**Set task 1**
Copy out the records from the line containing "of the black" through the end of the records, keeping both ends.

**Extract to read**
· · ·

New small businesses have about a 50% probability of lasting
more than 4 years. This is a fairly
well-known, and probably the most reliable, statistic about this
conclusion. This statistic can be found
by searching the Internet. For example,
reference to the statistic can be found at two sites (click here and here),
which are associated with the US Bureau of Labor Statistics, a Department of
Commerce agency. This statistic is based
on US Census Bureau survey data obtained from US businesses.
What are the reasons for business failures? This is a question that many business
researchers and analysts ponder and pursue the answer to. I researched the Internet to find an answer
and found many lists of possible (suggested) causes for business failure for
small businesses. Nothing found
suggests that any one cause can be shown to account for most business
failures.

· · ·

**Data to use**
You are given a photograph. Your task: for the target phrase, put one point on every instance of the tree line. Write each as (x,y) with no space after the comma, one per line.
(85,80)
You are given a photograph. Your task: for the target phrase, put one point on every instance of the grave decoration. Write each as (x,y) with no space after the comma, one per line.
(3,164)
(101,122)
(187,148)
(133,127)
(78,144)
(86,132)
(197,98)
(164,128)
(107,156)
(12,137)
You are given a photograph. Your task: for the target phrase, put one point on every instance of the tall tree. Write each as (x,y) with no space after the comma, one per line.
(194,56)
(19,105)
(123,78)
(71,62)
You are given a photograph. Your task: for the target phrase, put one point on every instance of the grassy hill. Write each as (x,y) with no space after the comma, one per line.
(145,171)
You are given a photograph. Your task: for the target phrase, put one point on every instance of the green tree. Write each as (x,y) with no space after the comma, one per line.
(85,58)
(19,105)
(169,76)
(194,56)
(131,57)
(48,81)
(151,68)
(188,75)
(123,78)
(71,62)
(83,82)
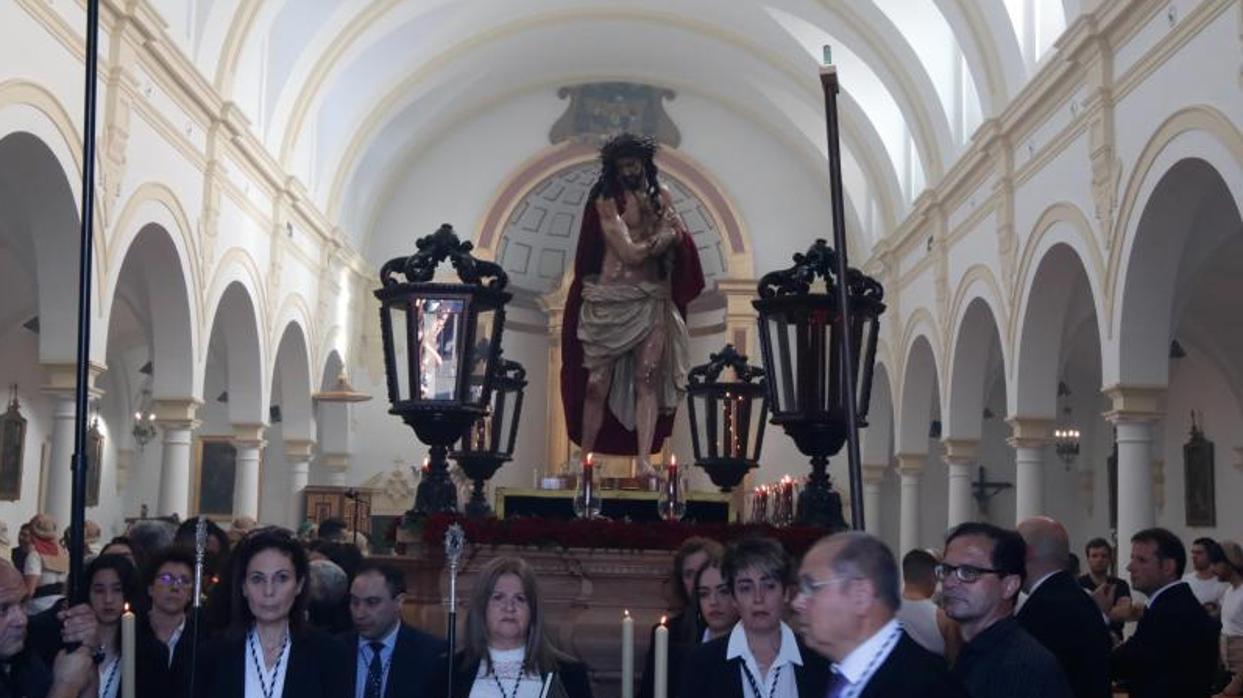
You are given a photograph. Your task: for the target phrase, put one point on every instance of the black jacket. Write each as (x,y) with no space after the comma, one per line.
(1006,662)
(1174,650)
(320,667)
(413,667)
(572,678)
(707,673)
(911,670)
(1067,621)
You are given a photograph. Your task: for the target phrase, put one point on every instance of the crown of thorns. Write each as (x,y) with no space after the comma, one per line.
(629,145)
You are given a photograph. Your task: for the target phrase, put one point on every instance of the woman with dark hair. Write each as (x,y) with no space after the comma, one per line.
(685,626)
(110,585)
(270,652)
(506,648)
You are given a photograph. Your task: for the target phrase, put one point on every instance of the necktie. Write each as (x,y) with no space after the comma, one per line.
(838,684)
(374,672)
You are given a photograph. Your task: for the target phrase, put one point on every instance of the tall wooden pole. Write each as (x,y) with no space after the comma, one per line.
(77,499)
(829,82)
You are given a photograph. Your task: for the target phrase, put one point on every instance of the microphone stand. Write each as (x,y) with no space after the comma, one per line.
(200,549)
(455,539)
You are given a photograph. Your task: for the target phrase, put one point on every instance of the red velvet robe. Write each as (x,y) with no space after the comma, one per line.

· · ·

**Set task 2**
In the passage on small business survival, write out the part from "New small businesses" to "from US businesses.", putting "web" in place of "Internet".

**Worked solution 1**
You are given a photograph. Your task: for the target phrase, put one point on every instance of the black jacket. Write each as (x,y) with no space after the comma, one per line.
(1006,662)
(1174,650)
(320,667)
(413,667)
(572,678)
(707,673)
(911,670)
(1067,621)
You are given a photograph. Your task: for the target phrase, put one point on every instance of the crown of thorns. Write each as (x,y) with no space after the comma, one per line.
(629,145)
You are given a photograph. Your task: for the target phrase, put one point on every instance of the woman with dark hair. Write each as (x,y) with no space after the comma, one per line.
(685,626)
(110,585)
(270,652)
(506,648)
You are given a photograph. Your task: for the target phrase, put one point on every instance of the necktie. Write each as (x,y) with no space after the comma, one per line.
(838,684)
(374,672)
You are given a photograph. Your task: for the target phrase, put one point on every instance of the tall wooden pole. Write each as (x,y) with no space after the comma, one per line.
(77,499)
(829,82)
You are given a photograph. Your task: for the target phrase, put one point on every instance of the microphone stand. Write each as (x,y) with no space after the comma, one per line.
(200,549)
(455,539)
You are given a photograph. Your task: for the target phrase, put one point on every instance of the red velvet robe. Write each as (x,y) with no space after the comma, one per line.

**Worked solution 2**
New small businesses have about a 50% probability of lasting
more than 4 years. This is a fairly
well-known, and probably the most reliable, statistic about this
conclusion. This statistic can be found
by searching the web. For example,
reference to the statistic can be found at two sites (click here and here),
which are associated with the US Bureau of Labor Statistics, a Department of
Commerce agency. This statistic is based
on US Census Bureau survey data obtained from US businesses.